##### Data provided
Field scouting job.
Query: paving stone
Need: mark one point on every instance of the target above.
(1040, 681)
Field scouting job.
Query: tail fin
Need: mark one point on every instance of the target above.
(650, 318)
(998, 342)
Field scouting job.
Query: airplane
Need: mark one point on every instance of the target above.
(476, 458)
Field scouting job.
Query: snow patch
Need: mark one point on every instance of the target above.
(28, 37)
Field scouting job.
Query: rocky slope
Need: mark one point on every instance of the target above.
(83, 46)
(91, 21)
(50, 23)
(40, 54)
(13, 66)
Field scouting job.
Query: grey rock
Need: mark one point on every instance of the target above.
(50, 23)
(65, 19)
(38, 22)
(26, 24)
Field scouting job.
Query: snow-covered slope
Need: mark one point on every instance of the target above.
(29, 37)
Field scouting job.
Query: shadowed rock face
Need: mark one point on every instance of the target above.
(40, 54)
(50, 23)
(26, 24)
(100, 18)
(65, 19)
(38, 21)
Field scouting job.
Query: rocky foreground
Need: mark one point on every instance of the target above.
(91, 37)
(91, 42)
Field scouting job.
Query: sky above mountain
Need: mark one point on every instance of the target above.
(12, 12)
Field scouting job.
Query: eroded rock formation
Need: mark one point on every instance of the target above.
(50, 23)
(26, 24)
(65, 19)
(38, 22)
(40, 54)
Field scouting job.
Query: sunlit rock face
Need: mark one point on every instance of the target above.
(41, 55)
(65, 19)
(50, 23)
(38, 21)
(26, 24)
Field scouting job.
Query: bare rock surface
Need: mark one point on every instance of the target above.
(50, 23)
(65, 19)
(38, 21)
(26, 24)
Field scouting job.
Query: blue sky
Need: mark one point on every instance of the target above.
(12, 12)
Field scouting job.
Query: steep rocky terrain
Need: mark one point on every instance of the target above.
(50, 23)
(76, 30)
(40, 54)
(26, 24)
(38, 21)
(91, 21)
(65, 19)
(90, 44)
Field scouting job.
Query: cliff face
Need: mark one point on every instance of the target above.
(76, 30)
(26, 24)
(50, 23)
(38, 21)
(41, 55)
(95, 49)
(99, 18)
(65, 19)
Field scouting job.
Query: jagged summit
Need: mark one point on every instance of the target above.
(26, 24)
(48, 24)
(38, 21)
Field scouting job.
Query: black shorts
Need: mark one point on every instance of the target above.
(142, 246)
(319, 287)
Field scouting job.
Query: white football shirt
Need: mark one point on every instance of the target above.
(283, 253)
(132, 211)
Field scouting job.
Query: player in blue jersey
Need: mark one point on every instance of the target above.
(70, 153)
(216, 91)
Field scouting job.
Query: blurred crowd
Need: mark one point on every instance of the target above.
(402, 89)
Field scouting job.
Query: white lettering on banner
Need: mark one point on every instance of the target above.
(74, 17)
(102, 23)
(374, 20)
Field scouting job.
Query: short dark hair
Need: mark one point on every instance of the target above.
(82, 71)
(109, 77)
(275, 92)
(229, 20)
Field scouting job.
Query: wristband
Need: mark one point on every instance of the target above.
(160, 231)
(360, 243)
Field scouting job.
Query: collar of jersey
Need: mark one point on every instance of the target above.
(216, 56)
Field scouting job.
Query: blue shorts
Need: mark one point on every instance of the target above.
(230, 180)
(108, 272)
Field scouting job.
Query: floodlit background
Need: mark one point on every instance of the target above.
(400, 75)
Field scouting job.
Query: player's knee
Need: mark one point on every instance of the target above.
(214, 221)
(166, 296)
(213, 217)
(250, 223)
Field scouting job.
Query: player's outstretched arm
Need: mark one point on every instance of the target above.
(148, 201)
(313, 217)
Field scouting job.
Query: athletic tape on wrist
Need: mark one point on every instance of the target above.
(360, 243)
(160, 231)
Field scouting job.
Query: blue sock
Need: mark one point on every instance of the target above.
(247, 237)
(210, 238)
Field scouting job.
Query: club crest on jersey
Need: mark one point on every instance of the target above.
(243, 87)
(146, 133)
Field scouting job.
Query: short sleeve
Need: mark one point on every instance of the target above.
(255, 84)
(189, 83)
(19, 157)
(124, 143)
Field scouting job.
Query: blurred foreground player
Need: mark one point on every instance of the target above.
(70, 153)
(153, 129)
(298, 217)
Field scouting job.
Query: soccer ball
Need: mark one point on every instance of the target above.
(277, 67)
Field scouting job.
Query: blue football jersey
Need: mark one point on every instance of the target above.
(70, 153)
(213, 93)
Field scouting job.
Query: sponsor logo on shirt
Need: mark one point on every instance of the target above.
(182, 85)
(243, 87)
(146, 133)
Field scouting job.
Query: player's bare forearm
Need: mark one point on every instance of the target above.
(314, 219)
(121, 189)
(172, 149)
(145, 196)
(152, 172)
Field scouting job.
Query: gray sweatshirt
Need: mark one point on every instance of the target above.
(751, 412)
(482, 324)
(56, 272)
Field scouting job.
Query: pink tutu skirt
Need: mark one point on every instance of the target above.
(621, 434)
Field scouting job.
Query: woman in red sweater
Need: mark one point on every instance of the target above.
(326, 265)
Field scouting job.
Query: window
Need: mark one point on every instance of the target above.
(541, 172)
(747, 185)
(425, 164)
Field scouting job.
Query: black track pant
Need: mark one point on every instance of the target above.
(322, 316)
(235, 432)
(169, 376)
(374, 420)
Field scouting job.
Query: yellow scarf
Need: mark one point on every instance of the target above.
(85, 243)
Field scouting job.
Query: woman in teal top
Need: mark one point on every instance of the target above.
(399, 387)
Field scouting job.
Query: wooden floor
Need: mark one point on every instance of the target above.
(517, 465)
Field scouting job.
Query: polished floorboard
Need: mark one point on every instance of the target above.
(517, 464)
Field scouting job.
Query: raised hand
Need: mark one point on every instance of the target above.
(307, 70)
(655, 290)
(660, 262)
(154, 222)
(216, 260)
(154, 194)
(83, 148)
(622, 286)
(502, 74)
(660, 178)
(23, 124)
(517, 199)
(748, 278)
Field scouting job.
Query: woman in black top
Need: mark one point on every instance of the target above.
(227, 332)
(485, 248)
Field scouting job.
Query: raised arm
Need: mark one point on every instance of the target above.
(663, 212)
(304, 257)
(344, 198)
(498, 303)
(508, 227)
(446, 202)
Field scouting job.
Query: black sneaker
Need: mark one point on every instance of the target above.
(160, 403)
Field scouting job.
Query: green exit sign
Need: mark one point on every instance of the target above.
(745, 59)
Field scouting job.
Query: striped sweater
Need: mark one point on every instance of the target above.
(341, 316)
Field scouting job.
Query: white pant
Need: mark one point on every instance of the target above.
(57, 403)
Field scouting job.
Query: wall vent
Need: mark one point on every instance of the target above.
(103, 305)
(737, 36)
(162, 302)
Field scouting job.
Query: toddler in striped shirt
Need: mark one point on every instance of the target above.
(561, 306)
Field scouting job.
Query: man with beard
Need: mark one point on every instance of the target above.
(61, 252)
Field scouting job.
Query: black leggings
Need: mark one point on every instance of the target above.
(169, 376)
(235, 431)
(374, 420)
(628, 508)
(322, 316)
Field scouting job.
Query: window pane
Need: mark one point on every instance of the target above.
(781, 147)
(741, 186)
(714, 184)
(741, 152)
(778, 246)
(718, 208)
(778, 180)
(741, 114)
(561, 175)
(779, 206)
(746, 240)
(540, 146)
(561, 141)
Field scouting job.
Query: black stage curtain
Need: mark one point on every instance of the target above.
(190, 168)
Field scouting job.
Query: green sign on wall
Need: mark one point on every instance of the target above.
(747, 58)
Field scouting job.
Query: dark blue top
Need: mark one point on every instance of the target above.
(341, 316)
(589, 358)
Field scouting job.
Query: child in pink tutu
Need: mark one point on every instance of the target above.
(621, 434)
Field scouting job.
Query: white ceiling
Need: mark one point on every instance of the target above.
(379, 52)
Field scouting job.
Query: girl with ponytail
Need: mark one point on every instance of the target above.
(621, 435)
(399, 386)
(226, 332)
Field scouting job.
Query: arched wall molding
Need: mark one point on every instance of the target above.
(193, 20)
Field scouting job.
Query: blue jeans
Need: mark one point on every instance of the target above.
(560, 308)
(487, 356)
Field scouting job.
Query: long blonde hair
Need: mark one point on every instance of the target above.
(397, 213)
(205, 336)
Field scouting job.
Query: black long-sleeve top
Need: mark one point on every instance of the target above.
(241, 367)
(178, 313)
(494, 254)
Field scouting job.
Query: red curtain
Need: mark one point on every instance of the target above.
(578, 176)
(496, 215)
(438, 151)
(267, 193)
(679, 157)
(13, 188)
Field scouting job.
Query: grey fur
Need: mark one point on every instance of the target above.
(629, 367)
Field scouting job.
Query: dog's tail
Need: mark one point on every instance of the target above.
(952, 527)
##########
Exercise requirements -> Lines wanted from the listing above: the line with "Query: bare rock surface" up to and including the line with "Query: steep rocky terrain". Please write them out exactly, adding nothing else.

Response for this exercise ->
Query: bare rock surface
Need: mark one point on every instance of the target above.
(50, 23)
(65, 19)
(38, 21)
(26, 24)
Field scouting job.
Query: blue sky
Need: mark one point on every instance of the target above.
(12, 12)
Field scouting job.
Query: steep rocky terrain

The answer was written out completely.